## 提示テキスト
● ● ● ● ●

すなわち本発明の態様の1つは、以下の(A)、(B)、(C)及び(D)を含有する、乳化油脂組成物である。
(A)以下の(a)及び(b)を満たす食用油脂 10〜40質量%
(a)HX2型トリアシルグリセロール含量 30〜80質量%
(b)H2X型トリアシルグリセロール含量 5〜40質量%
(ただし、Hは飽和脂肪酸、Xは不飽和脂肪酸を表す)
(B)飽和脂肪酸を構成脂肪酸とするモノアシルグリセロール 2〜20質量%
(C)プロピレングリコール脂肪酸エステル、ショ糖脂肪酸エステル、ソルビタン脂肪酸エステル及びポリグリセリン脂肪酸エステルから選ばれる1種以上の乳化剤 2〜20質量%
(D)水 10〜50質量%
好ましい態様としては、前記(A)食用油脂が、さらに以下の(c)及び(d)を満たす、乳化油脂組成物である。
(c)H3型トリアシルグリセロール含量 10質量%以下
(d)X3型トリアシルグリセロール含量 50質量%以下
好ましい態様としては、前記(A)食用油脂が、パーム系油脂と25℃で液状である植物油脂とのエステル交換油を含む、乳化油脂組成物である。

● ● ● ● ●

座標ラベリング用データ
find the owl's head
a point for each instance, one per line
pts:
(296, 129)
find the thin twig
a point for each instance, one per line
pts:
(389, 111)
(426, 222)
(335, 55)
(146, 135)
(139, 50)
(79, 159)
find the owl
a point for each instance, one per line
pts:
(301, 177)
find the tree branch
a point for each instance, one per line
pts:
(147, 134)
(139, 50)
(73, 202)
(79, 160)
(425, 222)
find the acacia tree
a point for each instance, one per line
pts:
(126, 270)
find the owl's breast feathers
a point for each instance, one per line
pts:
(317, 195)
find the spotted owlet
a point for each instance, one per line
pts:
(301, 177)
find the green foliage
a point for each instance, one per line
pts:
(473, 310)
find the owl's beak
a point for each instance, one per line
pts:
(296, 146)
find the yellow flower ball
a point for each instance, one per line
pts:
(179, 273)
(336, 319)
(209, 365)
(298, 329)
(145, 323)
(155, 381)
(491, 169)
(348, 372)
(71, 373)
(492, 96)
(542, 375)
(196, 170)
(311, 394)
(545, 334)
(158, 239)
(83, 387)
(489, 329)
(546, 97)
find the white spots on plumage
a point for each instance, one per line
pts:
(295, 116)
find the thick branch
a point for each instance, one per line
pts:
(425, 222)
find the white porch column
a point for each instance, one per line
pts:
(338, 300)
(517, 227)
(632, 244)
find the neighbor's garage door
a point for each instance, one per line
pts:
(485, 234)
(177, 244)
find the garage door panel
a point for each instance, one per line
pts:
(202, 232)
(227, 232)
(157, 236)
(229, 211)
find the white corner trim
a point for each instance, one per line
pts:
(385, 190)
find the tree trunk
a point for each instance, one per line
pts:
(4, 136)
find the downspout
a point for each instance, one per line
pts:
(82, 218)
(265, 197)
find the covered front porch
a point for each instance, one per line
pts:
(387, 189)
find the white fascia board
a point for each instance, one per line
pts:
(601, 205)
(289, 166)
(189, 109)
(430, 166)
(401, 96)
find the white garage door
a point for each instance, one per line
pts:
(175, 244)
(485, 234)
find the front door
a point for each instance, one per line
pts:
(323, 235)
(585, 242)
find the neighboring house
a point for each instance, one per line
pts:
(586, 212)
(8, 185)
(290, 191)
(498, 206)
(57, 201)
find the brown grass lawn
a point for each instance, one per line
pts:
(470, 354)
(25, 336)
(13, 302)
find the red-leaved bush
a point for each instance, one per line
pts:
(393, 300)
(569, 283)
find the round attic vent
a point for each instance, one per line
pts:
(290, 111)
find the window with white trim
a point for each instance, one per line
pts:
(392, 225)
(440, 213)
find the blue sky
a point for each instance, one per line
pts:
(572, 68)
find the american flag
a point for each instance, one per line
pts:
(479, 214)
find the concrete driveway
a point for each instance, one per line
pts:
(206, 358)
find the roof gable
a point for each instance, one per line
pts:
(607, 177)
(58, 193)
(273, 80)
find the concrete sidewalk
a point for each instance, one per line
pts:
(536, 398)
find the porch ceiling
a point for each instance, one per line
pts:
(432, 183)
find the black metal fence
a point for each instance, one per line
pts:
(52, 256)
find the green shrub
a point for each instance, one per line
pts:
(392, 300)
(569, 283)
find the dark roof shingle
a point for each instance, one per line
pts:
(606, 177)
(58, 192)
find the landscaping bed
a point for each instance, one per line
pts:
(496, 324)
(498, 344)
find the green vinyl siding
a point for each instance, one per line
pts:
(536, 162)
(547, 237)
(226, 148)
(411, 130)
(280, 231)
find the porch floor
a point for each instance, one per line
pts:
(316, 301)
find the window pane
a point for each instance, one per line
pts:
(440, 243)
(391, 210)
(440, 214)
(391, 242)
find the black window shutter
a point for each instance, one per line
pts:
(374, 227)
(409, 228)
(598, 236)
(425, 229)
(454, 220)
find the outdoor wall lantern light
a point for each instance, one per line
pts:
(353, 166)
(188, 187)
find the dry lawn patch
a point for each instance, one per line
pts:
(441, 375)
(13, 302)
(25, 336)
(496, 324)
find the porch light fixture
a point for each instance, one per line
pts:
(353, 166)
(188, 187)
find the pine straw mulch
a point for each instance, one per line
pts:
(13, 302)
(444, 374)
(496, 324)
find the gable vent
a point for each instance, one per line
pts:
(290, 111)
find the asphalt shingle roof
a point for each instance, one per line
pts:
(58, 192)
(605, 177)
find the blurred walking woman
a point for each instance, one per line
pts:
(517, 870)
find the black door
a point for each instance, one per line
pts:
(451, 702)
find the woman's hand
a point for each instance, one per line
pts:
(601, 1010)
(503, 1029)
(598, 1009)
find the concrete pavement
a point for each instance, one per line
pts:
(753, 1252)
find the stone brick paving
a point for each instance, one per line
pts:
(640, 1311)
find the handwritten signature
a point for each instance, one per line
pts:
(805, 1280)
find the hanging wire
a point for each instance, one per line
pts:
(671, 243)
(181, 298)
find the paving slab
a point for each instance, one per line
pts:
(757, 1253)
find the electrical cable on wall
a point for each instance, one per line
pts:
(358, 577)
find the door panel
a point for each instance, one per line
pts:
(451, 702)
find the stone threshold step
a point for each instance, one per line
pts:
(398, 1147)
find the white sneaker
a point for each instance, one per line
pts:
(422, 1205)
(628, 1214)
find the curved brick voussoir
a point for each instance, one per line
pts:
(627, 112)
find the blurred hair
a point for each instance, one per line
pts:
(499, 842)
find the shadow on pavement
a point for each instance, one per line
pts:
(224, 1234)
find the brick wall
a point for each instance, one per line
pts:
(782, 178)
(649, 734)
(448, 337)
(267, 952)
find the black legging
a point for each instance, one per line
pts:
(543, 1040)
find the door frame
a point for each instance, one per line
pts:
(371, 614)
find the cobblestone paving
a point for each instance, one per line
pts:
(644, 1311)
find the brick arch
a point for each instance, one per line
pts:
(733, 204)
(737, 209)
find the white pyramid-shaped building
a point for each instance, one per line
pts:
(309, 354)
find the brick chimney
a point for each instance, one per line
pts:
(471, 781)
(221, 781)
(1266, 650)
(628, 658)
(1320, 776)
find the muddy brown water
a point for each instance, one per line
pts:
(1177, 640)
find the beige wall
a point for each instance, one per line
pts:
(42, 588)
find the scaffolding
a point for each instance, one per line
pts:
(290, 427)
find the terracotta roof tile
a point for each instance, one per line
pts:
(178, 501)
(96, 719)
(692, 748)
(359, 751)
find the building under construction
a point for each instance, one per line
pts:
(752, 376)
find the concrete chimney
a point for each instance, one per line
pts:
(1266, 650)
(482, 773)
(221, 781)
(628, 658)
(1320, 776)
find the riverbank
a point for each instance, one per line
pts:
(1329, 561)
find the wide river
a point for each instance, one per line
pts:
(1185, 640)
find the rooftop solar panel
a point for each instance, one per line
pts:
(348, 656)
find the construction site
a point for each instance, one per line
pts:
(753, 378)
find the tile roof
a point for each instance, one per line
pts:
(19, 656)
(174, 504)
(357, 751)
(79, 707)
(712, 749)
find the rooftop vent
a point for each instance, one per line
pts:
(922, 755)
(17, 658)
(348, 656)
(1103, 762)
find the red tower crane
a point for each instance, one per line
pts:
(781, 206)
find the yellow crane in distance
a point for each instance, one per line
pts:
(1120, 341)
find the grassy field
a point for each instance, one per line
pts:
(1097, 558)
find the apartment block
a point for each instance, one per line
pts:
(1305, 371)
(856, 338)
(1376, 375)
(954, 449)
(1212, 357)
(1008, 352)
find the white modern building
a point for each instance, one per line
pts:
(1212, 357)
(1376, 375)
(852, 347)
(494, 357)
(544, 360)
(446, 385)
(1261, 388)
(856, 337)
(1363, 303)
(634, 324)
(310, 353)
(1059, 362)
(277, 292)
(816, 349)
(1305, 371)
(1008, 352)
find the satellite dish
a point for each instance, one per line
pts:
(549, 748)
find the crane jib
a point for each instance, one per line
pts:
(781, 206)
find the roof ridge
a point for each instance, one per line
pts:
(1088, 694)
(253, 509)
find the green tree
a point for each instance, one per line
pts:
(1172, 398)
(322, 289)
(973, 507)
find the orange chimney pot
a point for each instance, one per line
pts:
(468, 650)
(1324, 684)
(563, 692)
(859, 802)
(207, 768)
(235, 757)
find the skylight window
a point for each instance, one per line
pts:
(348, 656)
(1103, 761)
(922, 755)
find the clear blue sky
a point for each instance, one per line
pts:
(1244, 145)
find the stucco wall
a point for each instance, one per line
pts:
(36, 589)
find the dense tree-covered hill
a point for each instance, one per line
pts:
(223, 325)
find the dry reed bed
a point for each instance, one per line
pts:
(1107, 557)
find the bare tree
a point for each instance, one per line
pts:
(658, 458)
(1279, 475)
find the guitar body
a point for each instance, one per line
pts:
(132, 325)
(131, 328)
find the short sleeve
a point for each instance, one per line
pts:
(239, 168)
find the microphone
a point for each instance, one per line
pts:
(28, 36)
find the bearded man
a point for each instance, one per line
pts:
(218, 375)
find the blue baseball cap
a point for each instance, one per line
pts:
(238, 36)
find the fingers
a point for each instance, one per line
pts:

● ● ● ● ●

## 指示 1
乳化油脂組成物に関する提示テキストをもとに、次の問いに答えてください。
(a) (A)の食用油脂の含有量は何質量%ですか。
(b) (D)の水の含有量は何質量%ですか。
(c) 好ましい態様において、H3型トリアシルグリセロール含量はどの値以下とされていますか。
## 指示 2
レコードの中から、文字列「garage」を含む行をすべて選び出してください。
提示テキストとレコードは、それぞれ別の出典から取られています。

## 回答 1
(a) 10〜40質量%
(b) 10〜50質量%
(c) 10質量%以下

## 回答 2
find the neighbor's garage door
find the garage door panel
find the white garage door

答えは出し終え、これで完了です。